I - who is supposed to be a maths whizz but isn't really - have been following the progression of this entry and this thread with interest. It is looking good so far

Hello Sten.

Please do not remove your entry from peer review. I'm not going to write one. I have been replying to you on this thread with considerable reluctance. In fact I would point out -

My first posting (7) was a long and considered one, and then followed a dialogue until (12) when I invited the others on this thread to comment. In fact, from (12) "I have made my comments, its your entry, and we can agree to disgree. Even on all the technical points." and "Now I'll leave to the others (there are several on this thread)."

Your posting (14) drew only the reply that I still lurked. But in posting (17) you again asked for comment, on a revised entry.

As noone else was doing so, I responded again. Posting (18) tried very hard not to go over old ground, on which we could, I thought, agree to differ. It ended with "I do wish the others on this thread would add something."

But a dialogue continued, since your responses explicitly asked for elaboration. Posting (19) asked for pointers. The reply in (22) tried, in a flippant way, to drop my argument about the lottery. And that ended "Now I really do want to leave you to YOUR entry. I had a long and fruitless spat about one of mine, and don't want to inflict anything like that on you. I'll continue to lurk."

But I felt compelled to reply when, in your (24), you said "you would be an advocate of Definition R2", as I had said no such thing. So in posting (26) I stated that I was not in favour of any one definition of randomness. I also added some remarks, which I explicitly said were off topic. As Tenaka also seemed (posting 21) to struggle with your point about one random number, I thought, as background, to suggest ERNIE, which at least produces large sequences of truly random numbers, if that would help any explanation. And I suggested that I could add some examples of real uses of random numbers in this thread, if desired.

Your reply (posting 27), you apologised for a typo, and give me the new words "you would be an advocate of Definition R3", contrary to what I said in posting 26. You also denied knowledge of ERNIE, so I pointed you to "Premium Bonds", which is not my entry. You asked for details about the aircraft design use, and so got that too, in posting 29. That ended "I'm returning to just lurking"

But then ZSF posted a link to your entry, and I didn't quite understand that. I mistakenly took it to be a complaint about the off topic stuff. So I addressed that, and to ZSF.

My only purpose in writing this is to prevent you removing your entry. I will now just lurk, with probability one.

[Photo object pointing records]
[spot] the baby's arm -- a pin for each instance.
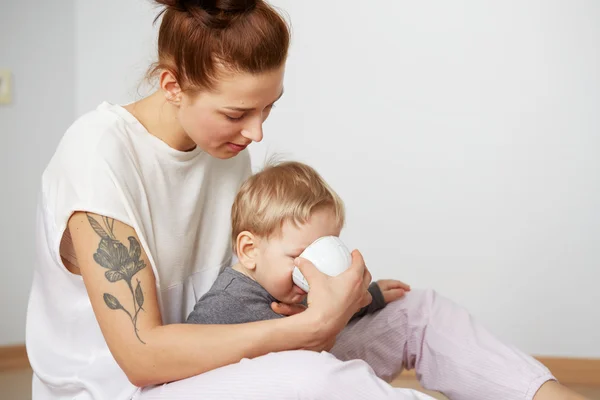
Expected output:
(377, 304)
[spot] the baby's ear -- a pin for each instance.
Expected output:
(247, 249)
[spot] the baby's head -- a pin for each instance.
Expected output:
(277, 213)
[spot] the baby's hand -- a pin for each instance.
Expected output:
(392, 289)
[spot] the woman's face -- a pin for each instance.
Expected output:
(224, 121)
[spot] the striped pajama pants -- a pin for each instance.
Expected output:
(450, 352)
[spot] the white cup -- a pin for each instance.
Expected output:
(328, 254)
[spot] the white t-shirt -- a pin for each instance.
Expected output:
(179, 204)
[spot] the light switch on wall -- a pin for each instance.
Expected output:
(5, 87)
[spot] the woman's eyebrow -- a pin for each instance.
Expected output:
(250, 108)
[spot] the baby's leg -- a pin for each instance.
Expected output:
(284, 376)
(451, 352)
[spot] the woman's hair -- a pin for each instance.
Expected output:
(198, 39)
(286, 192)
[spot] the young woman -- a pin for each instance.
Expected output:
(134, 226)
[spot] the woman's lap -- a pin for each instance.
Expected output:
(284, 376)
(450, 352)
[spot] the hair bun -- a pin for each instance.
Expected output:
(216, 6)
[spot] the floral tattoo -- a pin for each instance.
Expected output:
(122, 264)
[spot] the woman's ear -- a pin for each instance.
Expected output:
(170, 87)
(247, 250)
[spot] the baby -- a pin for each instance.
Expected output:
(277, 213)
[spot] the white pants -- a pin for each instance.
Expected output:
(450, 352)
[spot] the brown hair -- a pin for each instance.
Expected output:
(196, 37)
(286, 192)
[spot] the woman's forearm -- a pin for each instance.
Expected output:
(179, 351)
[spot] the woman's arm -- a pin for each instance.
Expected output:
(121, 288)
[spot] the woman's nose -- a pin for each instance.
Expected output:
(253, 132)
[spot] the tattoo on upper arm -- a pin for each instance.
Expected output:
(122, 264)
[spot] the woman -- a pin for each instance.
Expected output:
(133, 226)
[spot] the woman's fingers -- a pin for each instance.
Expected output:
(287, 309)
(386, 284)
(392, 295)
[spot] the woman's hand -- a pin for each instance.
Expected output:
(392, 290)
(332, 301)
(287, 309)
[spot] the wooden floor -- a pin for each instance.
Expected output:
(16, 385)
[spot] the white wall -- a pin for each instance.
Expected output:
(463, 136)
(36, 43)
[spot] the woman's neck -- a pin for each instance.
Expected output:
(159, 117)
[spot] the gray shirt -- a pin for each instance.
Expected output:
(235, 298)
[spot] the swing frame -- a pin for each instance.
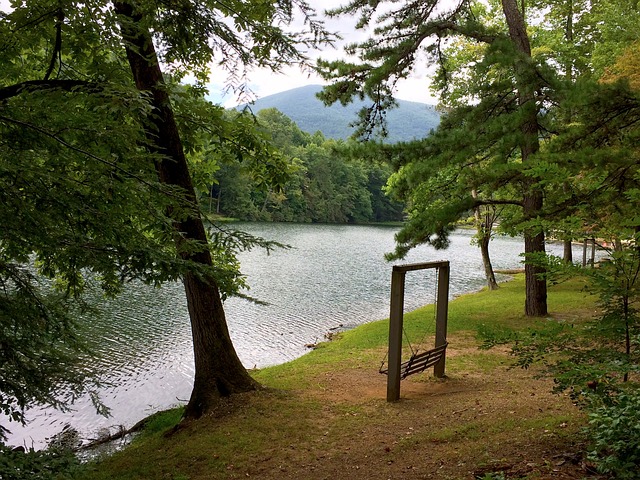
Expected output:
(396, 314)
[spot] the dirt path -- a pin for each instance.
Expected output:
(503, 424)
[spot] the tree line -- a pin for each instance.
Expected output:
(108, 159)
(325, 183)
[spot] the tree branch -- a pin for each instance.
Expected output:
(478, 202)
(57, 48)
(35, 85)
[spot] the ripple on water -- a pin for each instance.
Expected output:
(334, 275)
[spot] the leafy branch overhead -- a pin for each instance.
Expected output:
(95, 129)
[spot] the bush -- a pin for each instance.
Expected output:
(615, 431)
(51, 464)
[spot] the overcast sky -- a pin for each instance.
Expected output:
(264, 82)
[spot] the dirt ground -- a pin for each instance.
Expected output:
(499, 424)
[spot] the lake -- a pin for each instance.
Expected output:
(333, 276)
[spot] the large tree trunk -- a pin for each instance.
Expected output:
(218, 370)
(536, 286)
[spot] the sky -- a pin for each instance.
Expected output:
(264, 82)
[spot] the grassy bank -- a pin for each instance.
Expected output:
(325, 416)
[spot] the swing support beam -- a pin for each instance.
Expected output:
(396, 314)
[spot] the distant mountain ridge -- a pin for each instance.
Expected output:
(409, 121)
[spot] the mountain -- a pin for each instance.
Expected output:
(409, 121)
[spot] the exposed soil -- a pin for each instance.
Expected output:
(501, 424)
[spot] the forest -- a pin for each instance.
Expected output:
(325, 185)
(112, 162)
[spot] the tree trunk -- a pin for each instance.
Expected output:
(218, 370)
(486, 261)
(484, 227)
(536, 286)
(568, 252)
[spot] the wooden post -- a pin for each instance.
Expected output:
(441, 316)
(396, 320)
(395, 334)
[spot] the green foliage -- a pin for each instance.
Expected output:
(80, 197)
(329, 181)
(50, 464)
(615, 434)
(596, 360)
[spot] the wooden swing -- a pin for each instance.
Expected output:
(419, 361)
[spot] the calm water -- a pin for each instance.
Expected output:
(335, 275)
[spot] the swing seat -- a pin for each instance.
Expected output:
(420, 361)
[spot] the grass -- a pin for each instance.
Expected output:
(302, 423)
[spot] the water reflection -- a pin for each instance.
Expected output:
(334, 275)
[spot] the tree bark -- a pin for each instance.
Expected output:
(484, 227)
(568, 252)
(536, 285)
(218, 370)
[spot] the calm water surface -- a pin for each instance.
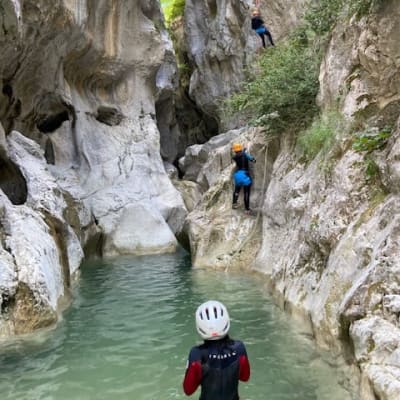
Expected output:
(131, 326)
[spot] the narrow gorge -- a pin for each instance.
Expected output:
(114, 141)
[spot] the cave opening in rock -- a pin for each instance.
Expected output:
(52, 122)
(12, 182)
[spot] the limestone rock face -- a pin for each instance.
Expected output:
(331, 249)
(39, 251)
(219, 236)
(220, 42)
(361, 65)
(83, 79)
(80, 81)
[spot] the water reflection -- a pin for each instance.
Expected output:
(131, 325)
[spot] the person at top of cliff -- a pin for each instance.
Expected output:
(220, 362)
(257, 24)
(241, 176)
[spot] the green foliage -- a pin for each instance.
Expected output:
(320, 136)
(363, 7)
(282, 93)
(371, 139)
(172, 9)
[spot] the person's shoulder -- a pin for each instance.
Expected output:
(239, 346)
(195, 352)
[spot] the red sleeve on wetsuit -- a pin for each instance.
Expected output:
(244, 369)
(192, 378)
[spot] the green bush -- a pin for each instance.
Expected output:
(320, 136)
(285, 84)
(172, 9)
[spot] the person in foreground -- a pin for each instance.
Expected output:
(220, 362)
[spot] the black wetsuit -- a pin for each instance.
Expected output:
(217, 365)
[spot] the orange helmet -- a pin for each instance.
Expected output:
(236, 147)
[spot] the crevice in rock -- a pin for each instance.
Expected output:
(49, 152)
(345, 339)
(109, 116)
(12, 182)
(94, 246)
(28, 313)
(50, 123)
(212, 6)
(59, 233)
(6, 303)
(51, 111)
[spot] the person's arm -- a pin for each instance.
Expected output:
(244, 369)
(193, 374)
(244, 365)
(250, 157)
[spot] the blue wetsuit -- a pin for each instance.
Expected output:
(257, 24)
(242, 177)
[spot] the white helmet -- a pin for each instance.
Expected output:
(212, 320)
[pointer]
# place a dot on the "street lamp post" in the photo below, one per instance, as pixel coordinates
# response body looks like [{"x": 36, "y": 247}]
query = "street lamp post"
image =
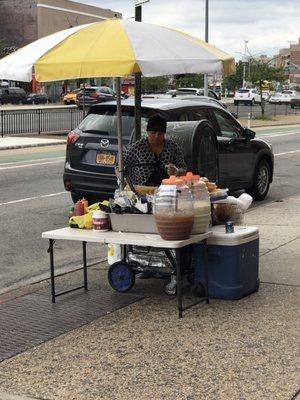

▶ _Actions to take_:
1. In the forum post, in which numbered posting did the writer state not favoring any one definition of randomness?
2. Set down the stretch of the forum post from "But I felt compelled" through "thread, if desired.".
The records are not required.

▶ _Responses to the tasks_:
1. Posting (26).

2.
But I felt compelled to reply when, in your (24), you said "you would be an advocate of Definition R2", as I had said no such thing. So in posting (26) I stated that I was not in favour of any one definition of randomness. I also added some remarks, which I explicitly said were off topic. As Tenaka also seemed (posting 21) to struggle with your point about one random number, I thought, as background, to suggest ERNIE, which at least produces large sequences of truly random numbers, if that would help any explanation. And I suggested that I could add some examples of real uses of random numbers in this thread, if desired.